--- SOURCE DOCUMENT ---

Studio album by Jessy J
- Released: 26 May 2015
- Studio: Funky Joint Studios (Sherman Oaks, California); On The Level Studio, Bluezoux Studio and Siono Recording Studio (Los Angeles, California); Entourage Studios (North Hollywood, California).
- Genre: Contemporary jazz
- Label: Shanachie Entertainment
- Producer: Jessy J; Paul Brown; Michael Ripoll;

Jessy J chronology
| Second Chances (2013) | My One And Only One (2015) | California Christmas (2016) |

= My One and Only One =

My One And Only One is the fifth album released by smooth jazz artist Jessy J. It released in 2015. The album features special guest, Grammy winning keyboardist Gregg Karukas and Paul Brown. Highlights include Jessy's sensitive re-imaginings of the Cure's "Lovesong", Toni Braxton's "You're Makin' Me High", and the R&B classic "Strawberry Letter 23".

---

EXERCISE TASK 1:
Answer these questions from the album page above, one line each:
(a) Which label released the album?
(b) Which album comes right before it in the Jessy J chronology?
(c) Which keyboardist appears as a special guest?
EXERCISE TASK 2: Summarize the album page above in two sentences.

--- INFORMATION SUPPLIED ---

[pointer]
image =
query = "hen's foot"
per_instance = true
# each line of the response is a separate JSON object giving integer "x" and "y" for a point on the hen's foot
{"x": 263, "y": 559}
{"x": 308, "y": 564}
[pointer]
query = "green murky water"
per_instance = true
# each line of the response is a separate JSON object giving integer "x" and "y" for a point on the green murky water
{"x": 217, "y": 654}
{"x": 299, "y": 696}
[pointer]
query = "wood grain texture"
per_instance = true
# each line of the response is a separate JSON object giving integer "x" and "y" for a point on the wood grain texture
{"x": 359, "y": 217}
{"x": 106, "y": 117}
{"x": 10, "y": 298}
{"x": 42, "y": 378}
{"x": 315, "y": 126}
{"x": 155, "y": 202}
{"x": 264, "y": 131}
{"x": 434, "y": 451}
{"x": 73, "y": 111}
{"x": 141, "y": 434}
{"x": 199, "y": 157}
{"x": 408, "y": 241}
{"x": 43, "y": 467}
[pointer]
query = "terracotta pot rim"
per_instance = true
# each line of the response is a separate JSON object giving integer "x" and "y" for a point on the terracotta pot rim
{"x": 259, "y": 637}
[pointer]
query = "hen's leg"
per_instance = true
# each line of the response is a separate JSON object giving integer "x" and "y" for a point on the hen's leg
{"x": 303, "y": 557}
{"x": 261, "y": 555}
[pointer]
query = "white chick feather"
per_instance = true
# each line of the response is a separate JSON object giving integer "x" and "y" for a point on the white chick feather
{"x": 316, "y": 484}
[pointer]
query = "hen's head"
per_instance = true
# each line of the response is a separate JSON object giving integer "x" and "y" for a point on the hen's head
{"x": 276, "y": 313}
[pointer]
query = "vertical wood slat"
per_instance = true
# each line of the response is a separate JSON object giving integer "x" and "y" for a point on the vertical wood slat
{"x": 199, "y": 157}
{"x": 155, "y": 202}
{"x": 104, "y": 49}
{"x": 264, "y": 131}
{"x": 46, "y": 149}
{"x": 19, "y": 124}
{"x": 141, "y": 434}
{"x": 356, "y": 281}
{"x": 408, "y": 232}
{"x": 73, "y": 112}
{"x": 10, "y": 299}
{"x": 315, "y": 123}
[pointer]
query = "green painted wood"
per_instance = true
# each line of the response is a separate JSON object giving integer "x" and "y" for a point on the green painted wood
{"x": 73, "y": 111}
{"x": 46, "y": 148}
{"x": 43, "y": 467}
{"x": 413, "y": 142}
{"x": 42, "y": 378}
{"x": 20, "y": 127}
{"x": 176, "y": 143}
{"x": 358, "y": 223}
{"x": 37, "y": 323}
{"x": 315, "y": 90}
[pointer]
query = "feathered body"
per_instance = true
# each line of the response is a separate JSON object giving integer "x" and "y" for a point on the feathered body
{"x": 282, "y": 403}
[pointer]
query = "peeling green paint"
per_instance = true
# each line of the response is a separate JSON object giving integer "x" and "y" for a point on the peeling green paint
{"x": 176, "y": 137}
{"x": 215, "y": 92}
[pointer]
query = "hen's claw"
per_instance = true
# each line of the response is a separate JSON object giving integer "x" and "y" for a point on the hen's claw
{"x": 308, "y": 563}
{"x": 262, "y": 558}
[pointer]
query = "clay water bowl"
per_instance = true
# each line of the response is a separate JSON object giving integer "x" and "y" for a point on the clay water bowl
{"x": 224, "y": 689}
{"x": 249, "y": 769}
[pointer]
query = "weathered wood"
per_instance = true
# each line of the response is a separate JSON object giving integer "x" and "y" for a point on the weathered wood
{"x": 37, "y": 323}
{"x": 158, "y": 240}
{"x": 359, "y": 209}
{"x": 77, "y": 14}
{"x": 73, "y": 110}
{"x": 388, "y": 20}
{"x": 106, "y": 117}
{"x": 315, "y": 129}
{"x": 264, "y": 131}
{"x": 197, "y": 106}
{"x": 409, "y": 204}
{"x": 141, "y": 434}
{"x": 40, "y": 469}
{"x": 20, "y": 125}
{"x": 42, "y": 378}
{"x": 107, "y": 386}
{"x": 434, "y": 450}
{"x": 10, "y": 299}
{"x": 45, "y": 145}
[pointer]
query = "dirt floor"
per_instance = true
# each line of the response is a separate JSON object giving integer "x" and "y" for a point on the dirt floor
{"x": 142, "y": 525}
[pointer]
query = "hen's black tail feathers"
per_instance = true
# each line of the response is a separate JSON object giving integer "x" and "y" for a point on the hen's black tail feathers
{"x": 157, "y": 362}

---

EXERCISE RESPONSE 1:
(a) Shanachie Entertainment
(b) Second Chances (2013)
(c) Gregg Karukas

EXERCISE RESPONSE 2: My One And Only One is the fifth album by smooth jazz artist Jessy J, a contemporary jazz record released on 26 May 2015 by Shanachie Entertainment. It features Gregg Karukas and Paul Brown and includes re-imaginings of the Cure's "Lovesong," Toni Braxton's "You're Makin' Me High," and "Strawberry Letter 23."